** Task objective **
Restate the whole of the data verbatim, omitting nothing.

** Opening Supplied records block **

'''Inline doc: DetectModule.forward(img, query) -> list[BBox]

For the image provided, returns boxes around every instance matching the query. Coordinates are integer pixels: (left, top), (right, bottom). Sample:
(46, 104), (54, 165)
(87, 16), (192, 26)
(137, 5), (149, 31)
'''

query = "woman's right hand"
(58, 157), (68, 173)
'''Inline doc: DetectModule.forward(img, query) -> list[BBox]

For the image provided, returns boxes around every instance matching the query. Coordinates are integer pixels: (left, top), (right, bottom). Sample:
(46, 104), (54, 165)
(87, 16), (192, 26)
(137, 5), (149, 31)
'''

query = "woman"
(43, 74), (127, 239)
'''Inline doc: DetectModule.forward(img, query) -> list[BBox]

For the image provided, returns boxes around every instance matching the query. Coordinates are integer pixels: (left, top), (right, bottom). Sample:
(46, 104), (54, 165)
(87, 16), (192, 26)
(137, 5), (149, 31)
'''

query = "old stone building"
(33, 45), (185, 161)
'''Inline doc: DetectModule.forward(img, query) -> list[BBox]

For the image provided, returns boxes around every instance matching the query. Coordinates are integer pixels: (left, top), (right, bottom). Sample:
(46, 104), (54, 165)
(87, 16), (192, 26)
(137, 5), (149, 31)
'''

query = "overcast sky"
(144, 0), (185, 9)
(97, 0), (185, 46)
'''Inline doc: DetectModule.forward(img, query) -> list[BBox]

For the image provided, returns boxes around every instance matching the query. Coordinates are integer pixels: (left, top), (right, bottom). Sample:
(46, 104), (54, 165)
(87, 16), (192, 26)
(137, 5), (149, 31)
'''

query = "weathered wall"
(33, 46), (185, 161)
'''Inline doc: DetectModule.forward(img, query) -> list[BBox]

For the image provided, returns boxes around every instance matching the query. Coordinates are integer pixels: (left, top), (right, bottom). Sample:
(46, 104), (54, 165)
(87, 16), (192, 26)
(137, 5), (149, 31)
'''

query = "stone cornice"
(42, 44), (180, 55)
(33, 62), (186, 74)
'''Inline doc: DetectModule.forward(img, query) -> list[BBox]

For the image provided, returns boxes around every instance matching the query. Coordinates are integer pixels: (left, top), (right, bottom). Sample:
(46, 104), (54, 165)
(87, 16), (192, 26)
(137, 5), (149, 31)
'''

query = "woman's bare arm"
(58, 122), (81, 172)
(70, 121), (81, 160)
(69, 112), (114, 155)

** Closing Supplied records block **

** Written answer **
'''Inline doc: DetectModule.forward(img, query) -> list[BBox]

For the image provided, returns boxes around every instance matching the query. Coordinates are integer pixels: (left, top), (right, bottom). Sample:
(46, 104), (54, 165)
(87, 16), (192, 26)
(137, 5), (149, 31)
'''

query = "woman's right hand"
(58, 157), (68, 173)
'''Inline doc: DetectModule.forward(img, query) -> list[BBox]

For the image provided, returns boxes around every instance matching the query. Coordinates are integer pixels: (left, top), (right, bottom). Sample:
(46, 104), (54, 165)
(87, 16), (192, 26)
(137, 5), (149, 31)
'''

query = "woman"
(43, 74), (127, 239)
'''Inline doc: DetectModule.forward(img, query) -> list[BBox]

For the image provided, returns boxes around every instance matching the query. Coordinates are integer pixels: (left, top), (right, bottom). Sample:
(46, 104), (54, 165)
(87, 16), (192, 26)
(137, 5), (149, 31)
'''

query = "old stone building"
(33, 45), (185, 161)
'''Inline doc: DetectModule.forward(img, query) -> list[BBox]

For the image provided, returns boxes around every instance matching the query. Coordinates are integer pixels: (left, top), (right, bottom). Sample:
(46, 104), (54, 165)
(87, 16), (192, 26)
(137, 5), (149, 31)
'''

query = "overcast sky"
(144, 0), (185, 9)
(97, 0), (185, 46)
'''Inline doc: DetectModule.forward(img, query) -> list[BBox]

For the image provided, returns boxes around every instance matching the query. Coordinates are integer pixels: (left, top), (right, bottom). Sample:
(46, 104), (54, 165)
(87, 16), (192, 26)
(137, 5), (149, 31)
'''

query = "weathered wall"
(33, 46), (185, 161)
'''Inline doc: DetectModule.forward(img, query) -> list[BBox]

For the image provided, returns boxes around every instance matching the query. Coordinates are integer pixels: (left, top), (right, bottom). Sample:
(46, 104), (54, 165)
(87, 16), (192, 26)
(137, 5), (149, 31)
'''

query = "stone cornice"
(42, 44), (180, 55)
(33, 62), (186, 74)
'''Inline doc: DetectModule.forward(img, query) -> list[BBox]

For the image provided, returns boxes around every instance matching the query. Coordinates are integer pixels: (left, top), (right, bottom). Sample:
(46, 104), (54, 165)
(87, 16), (192, 26)
(137, 5), (149, 31)
'''

query = "woman's bare arm"
(58, 122), (81, 172)
(70, 121), (81, 160)
(69, 112), (114, 155)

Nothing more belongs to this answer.